▶ _What to produce_:
Render every one of the items below as a numbered list with blank lines omitted, and leave the pictures out of the answer.

▶ _Records for this exercise_:
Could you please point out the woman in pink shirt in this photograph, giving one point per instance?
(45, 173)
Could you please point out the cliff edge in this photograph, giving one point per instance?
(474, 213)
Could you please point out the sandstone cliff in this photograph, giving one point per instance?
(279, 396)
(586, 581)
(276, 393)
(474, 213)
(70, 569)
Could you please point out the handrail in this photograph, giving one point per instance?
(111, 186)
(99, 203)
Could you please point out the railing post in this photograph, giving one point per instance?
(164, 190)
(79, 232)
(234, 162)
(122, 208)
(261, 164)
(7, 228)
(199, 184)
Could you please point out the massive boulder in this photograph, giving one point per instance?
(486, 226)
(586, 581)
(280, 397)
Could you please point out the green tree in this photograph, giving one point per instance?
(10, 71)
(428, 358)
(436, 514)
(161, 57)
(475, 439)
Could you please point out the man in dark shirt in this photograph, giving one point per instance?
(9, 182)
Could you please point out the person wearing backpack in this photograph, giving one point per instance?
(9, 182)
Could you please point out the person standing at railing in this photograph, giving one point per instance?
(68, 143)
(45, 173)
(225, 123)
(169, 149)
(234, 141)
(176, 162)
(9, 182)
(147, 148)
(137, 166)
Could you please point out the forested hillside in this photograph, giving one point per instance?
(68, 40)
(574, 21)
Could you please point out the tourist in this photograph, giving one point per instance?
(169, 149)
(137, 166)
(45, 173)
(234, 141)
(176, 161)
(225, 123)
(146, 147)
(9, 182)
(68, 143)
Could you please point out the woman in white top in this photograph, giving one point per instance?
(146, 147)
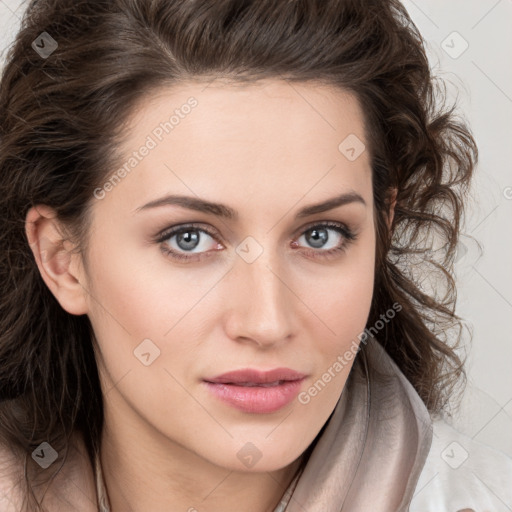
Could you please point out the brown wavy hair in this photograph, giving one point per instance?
(63, 117)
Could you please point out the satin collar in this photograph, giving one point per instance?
(371, 451)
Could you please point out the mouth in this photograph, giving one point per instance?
(257, 392)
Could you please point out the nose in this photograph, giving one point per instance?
(260, 305)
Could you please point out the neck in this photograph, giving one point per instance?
(144, 470)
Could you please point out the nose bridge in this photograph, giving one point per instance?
(261, 307)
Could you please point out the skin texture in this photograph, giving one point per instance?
(266, 150)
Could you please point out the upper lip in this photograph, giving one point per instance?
(252, 375)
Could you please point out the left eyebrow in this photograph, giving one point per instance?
(221, 210)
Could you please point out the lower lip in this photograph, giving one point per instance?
(257, 399)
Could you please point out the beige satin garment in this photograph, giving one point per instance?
(370, 453)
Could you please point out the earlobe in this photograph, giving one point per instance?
(58, 266)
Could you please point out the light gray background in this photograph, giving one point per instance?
(481, 77)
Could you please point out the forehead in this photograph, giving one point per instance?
(267, 139)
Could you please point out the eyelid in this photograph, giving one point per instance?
(348, 234)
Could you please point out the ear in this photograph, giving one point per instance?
(60, 269)
(392, 204)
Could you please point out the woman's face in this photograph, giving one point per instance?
(258, 283)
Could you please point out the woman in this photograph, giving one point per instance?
(214, 214)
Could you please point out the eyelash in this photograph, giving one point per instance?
(348, 235)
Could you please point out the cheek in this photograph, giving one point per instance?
(342, 297)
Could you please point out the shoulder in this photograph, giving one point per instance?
(11, 478)
(462, 474)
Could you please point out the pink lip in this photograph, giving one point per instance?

▶ _Reply to the task_:
1. Could you please point out the woman in pink shirt in this photograph, giving one point per instance?
2. (45, 173)
3. Could you please point out the cliff edge in this photograph, giving one point per instance?
4. (474, 213)
5. Could you please point out the sandstone cliff in this photograph, giving one point per instance?
6. (279, 396)
7. (586, 581)
8. (276, 393)
9. (474, 213)
10. (70, 569)
11. Could you please point out the handrail in this photograph, giving one point per instance?
12. (111, 186)
13. (99, 203)
14. Could you please point out the railing post in this photograph, giving one point per instance?
15. (164, 190)
16. (79, 232)
17. (234, 162)
18. (122, 208)
19. (261, 164)
20. (7, 228)
21. (199, 184)
22. Could you please point out the massive boulder in this photograph, giving one point per instance?
23. (486, 226)
24. (586, 581)
25. (280, 397)
26. Could you please point out the green tree in this photograph, giving one point per instance?
27. (10, 71)
28. (428, 358)
29. (436, 514)
30. (161, 57)
31. (475, 439)
32. Could you please point out the man in dark shirt in this photograph, giving one point per instance?
33. (9, 182)
34. Could you please point out the person wearing backpack in this photograph, giving one point per instance?
35. (9, 182)
36. Could you please point out the person standing at railing in this photograph, giving one point per instance?
37. (68, 143)
38. (45, 173)
39. (225, 123)
40. (169, 149)
41. (234, 141)
42. (176, 162)
43. (9, 182)
44. (147, 148)
45. (137, 166)
46. Could you please point out the forested hillside in this photograph, giving one point per instance?
47. (68, 40)
48. (574, 21)
49. Could you please point out the tourist in this photograph, giving one point per instance?
50. (169, 149)
51. (137, 166)
52. (45, 173)
53. (234, 141)
54. (176, 161)
55. (225, 123)
56. (146, 147)
57. (9, 182)
58. (68, 143)
59. Could you please point out the woman in white top in this photograph, giving one point per instance?
60. (146, 147)
61. Could you please point out the brown wavy hair in this photograph, giving one point per instance?
62. (63, 117)
63. Could you please point out the satin collar in this photograph, giving one point per instance?
64. (371, 451)
65. Could you please point out the mouth in this photograph, giving one point per instance?
66. (257, 392)
67. Could you please point out the nose in this photograph, giving one point per instance?
68. (260, 305)
69. Could you please point out the neck in this photograph, giving one point per instance?
70. (144, 470)
71. Could you please point out the nose bridge in this photograph, giving one point per instance?
72. (261, 307)
73. Could you please point out the skin texture in this photograph, giving one point per instance?
74. (266, 150)
75. Could you please point out the upper lip in this photograph, giving one point per instance?
76. (252, 375)
77. Could you please point out the left eyebrow in this photograph, giving one point per instance?
78. (221, 210)
79. Could you please point out the lower lip in this photograph, giving one point per instance?
80. (257, 399)
81. Could you please point out the beige satin garment in this photograph, giving one point per instance?
82. (370, 453)
83. Could you please point out the earlobe in this photograph, giving one point per instance?
84. (58, 266)
85. Could you please point out the light gray background in this photograph, giving one point per instance?
86. (481, 77)
87. Could you please point out the forehead in this photograph, giving one point per instance?
88. (267, 139)
89. Could you please point out the eyelid in this photograph, giving one point per instance?
90. (348, 234)
91. Could you please point out the ear in this photograph, giving one point per instance?
92. (60, 269)
93. (392, 204)
94. Could you please point out the woman's face in this photograph, giving one point per instance?
95. (258, 283)
96. Could you please point out the woman in this photograph, giving one point per instance?
97. (214, 214)
98. Could you please point out the eyelash in this photograph, giving one point per instance?
99. (348, 235)
100. Could you please point out the cheek in this photograph, giving one point per instance?
101. (342, 297)
102. Could you please point out the shoulder in this photograph, giving one point per instance?
103. (11, 478)
104. (462, 474)
105. Could you please point out the pink lip in this photograph, giving one point per instance?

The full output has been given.